**WHAT YOU ARE ASKED TO DO**
Please recast the material below as a JSON list of strings, one string per line, leaving out any blank lines.

**TASK INPUT**
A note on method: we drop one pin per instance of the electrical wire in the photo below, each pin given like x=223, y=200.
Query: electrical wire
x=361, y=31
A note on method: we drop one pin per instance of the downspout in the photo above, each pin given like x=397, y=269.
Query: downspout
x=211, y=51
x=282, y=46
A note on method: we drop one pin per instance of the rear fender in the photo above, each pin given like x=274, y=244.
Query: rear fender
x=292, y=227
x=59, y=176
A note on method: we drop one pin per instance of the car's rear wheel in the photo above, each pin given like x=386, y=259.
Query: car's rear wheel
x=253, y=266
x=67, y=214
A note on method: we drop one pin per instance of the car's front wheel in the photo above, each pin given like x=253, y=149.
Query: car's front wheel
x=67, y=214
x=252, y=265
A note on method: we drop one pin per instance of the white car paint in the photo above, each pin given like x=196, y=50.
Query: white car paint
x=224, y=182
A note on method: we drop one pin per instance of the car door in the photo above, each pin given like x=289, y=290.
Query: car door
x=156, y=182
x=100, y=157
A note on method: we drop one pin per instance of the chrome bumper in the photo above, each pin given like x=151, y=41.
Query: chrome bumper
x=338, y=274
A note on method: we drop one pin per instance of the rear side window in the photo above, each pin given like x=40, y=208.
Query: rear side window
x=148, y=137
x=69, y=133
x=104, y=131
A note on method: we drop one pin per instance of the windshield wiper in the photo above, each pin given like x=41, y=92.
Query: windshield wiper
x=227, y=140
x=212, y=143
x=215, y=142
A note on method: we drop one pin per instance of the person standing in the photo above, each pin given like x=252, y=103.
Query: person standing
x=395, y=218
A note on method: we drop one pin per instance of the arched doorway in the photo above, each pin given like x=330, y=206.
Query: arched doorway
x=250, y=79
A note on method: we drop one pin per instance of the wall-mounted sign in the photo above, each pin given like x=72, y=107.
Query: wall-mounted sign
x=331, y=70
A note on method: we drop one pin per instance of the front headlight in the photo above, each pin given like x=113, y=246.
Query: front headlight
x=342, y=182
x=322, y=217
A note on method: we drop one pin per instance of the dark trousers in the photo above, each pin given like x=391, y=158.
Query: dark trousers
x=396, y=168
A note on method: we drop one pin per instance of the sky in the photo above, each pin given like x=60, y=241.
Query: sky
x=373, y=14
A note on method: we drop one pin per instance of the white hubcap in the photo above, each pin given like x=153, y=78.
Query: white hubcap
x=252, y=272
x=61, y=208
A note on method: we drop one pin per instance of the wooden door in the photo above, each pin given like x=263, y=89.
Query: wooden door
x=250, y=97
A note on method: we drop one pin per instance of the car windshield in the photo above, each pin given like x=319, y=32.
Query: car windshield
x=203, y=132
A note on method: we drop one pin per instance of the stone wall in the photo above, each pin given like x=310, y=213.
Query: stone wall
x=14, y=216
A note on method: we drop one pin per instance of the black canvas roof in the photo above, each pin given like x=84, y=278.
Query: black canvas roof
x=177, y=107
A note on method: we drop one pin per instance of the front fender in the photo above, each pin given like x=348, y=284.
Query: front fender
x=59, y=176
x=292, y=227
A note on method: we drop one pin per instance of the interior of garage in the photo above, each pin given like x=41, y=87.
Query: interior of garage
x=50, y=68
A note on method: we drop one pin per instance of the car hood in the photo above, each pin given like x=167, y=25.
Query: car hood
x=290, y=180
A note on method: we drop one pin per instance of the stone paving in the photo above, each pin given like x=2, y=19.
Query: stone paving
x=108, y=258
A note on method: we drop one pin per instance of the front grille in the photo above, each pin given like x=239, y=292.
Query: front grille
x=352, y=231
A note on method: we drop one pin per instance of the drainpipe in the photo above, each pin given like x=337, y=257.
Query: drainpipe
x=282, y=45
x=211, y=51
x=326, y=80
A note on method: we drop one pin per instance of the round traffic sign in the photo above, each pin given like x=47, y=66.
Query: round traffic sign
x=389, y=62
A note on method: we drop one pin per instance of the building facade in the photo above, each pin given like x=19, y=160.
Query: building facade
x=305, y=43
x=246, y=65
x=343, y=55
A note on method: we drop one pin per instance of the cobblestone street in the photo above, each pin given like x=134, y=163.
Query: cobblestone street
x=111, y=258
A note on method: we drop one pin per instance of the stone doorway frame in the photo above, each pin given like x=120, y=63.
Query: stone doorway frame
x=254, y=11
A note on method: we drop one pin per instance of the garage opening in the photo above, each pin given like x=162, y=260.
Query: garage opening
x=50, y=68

**CORRECT OUTPUT**
[
  "A note on method: we drop one pin per instance of the electrical wire in the photo below, each pin given like x=223, y=200.",
  "Query: electrical wire",
  "x=361, y=31",
  "A note on method: we drop one pin per instance of the downspout in the photo above, each pin given like x=397, y=269.",
  "Query: downspout",
  "x=211, y=51",
  "x=282, y=46",
  "A note on method: we drop one pin per instance of the rear fender in the photo above, each pin given like x=274, y=244.",
  "Query: rear fender",
  "x=292, y=227",
  "x=59, y=176",
  "A note on method: we drop one pin per instance of the car's rear wheel in the photo above, each pin given like x=386, y=259.",
  "Query: car's rear wheel",
  "x=253, y=266",
  "x=67, y=214",
  "A note on method: we drop one pin per instance of the car's front wheel in the photo above, each pin given like x=253, y=149.",
  "Query: car's front wheel",
  "x=67, y=214",
  "x=252, y=265",
  "A note on method: we drop one pin per instance of the white car paint in the photo above, each pin given like x=196, y=50.",
  "Query: white car paint",
  "x=224, y=182",
  "A note on method: we drop one pin per instance of the car door in the photo above, each pin given like x=289, y=290.",
  "Query: car door",
  "x=156, y=182",
  "x=100, y=157",
  "A note on method: we drop one pin per instance of the chrome bumper in the photo above, each pin given like x=151, y=41.",
  "Query: chrome bumper",
  "x=338, y=274",
  "A note on method: we drop one pin per instance of the rear side window in the photo above, each pin given like x=40, y=208.",
  "Query: rear side window",
  "x=148, y=137",
  "x=69, y=133",
  "x=104, y=131",
  "A note on method: we drop one pin per instance of the windshield wiper in the photo above, each pin given like x=41, y=92.",
  "Query: windshield wiper",
  "x=227, y=140",
  "x=212, y=143",
  "x=215, y=142",
  "A note on method: we drop one pin per instance of the person standing in the photo above, each pin given like x=252, y=103.",
  "Query: person standing",
  "x=395, y=218",
  "A note on method: we drop one pin per instance of the arched doorway in the photo above, each pin given like x=330, y=206.",
  "Query: arched doorway",
  "x=250, y=79",
  "A note on method: we drop one pin per instance of the wall-mounted sign in the photo above, each pin given like x=72, y=107.",
  "Query: wall-mounted sign",
  "x=331, y=70",
  "A note on method: we drop one pin per instance of the front headlight in the photo above, each pin given like x=113, y=246.",
  "Query: front headlight",
  "x=342, y=182",
  "x=322, y=217",
  "A note on method: we drop one pin per instance of the dark trousers in the photo above, each pin given like x=391, y=158.",
  "Query: dark trousers",
  "x=396, y=168",
  "A note on method: we drop one pin per instance of the sky in the photo above, each pin given like x=60, y=241.",
  "Query: sky",
  "x=373, y=14",
  "A note on method: we drop one pin per instance of the white hubcap in the photo above, each pin given like x=153, y=78.",
  "Query: white hubcap",
  "x=252, y=272",
  "x=61, y=208",
  "A note on method: we drop one pin per instance of the wooden door in the photo above, each pin given like x=263, y=89.",
  "Query: wooden door",
  "x=250, y=97",
  "A note on method: we drop one pin per instance of the car windshield in the photo above, each pin given like x=319, y=32.",
  "Query: car windshield",
  "x=203, y=132",
  "A note on method: we drop one pin per instance of the stone wall in the photo above, each pin given like x=310, y=213.",
  "Query: stone wall",
  "x=14, y=216",
  "A note on method: we drop one pin per instance of the black canvas roof in the photo above, each pin given like x=84, y=278.",
  "Query: black canvas roof",
  "x=177, y=107",
  "A note on method: we drop one pin per instance of the front fender in the photo above, each pin given like x=348, y=284.",
  "Query: front fender",
  "x=59, y=176",
  "x=292, y=227",
  "A note on method: we drop one pin per instance of the interior of garage in the photo above, each pin given like x=41, y=87.",
  "Query: interior of garage",
  "x=50, y=68",
  "A note on method: we drop one pin per instance of the car hood in the photo above, each pin given like x=167, y=25.",
  "Query: car hood",
  "x=290, y=180",
  "A note on method: we drop one pin per instance of the stone paving in the photo above, each pin given like x=2, y=19.",
  "Query: stone paving",
  "x=108, y=258",
  "A note on method: we drop one pin per instance of the front grille in the photo above, each pin given like x=239, y=292.",
  "Query: front grille",
  "x=352, y=231",
  "A note on method: we drop one pin per instance of the drainpipe in the photo above, each pin given like x=337, y=257.",
  "Query: drainpipe",
  "x=282, y=45",
  "x=211, y=51",
  "x=326, y=80",
  "A note on method: we drop one pin per instance of the round traffic sign in the photo above, each pin given like x=47, y=66.",
  "Query: round traffic sign",
  "x=389, y=62",
  "A note on method: we drop one pin per instance of the building facade in the photo above, each pin given like x=19, y=160.",
  "Query: building facade",
  "x=305, y=43",
  "x=246, y=65",
  "x=343, y=55",
  "A note on method: we drop one pin per instance of the cobblestone street in the photo above, each pin given like x=134, y=163.",
  "Query: cobblestone street",
  "x=111, y=258",
  "A note on method: we drop one pin per instance of the stone doorway frame in the photo above, each pin given like x=120, y=63.",
  "Query: stone doorway frame",
  "x=254, y=11",
  "A note on method: we drop one pin per instance of the garage opening in the photo above, each pin given like x=162, y=260.",
  "Query: garage opening",
  "x=50, y=68"
]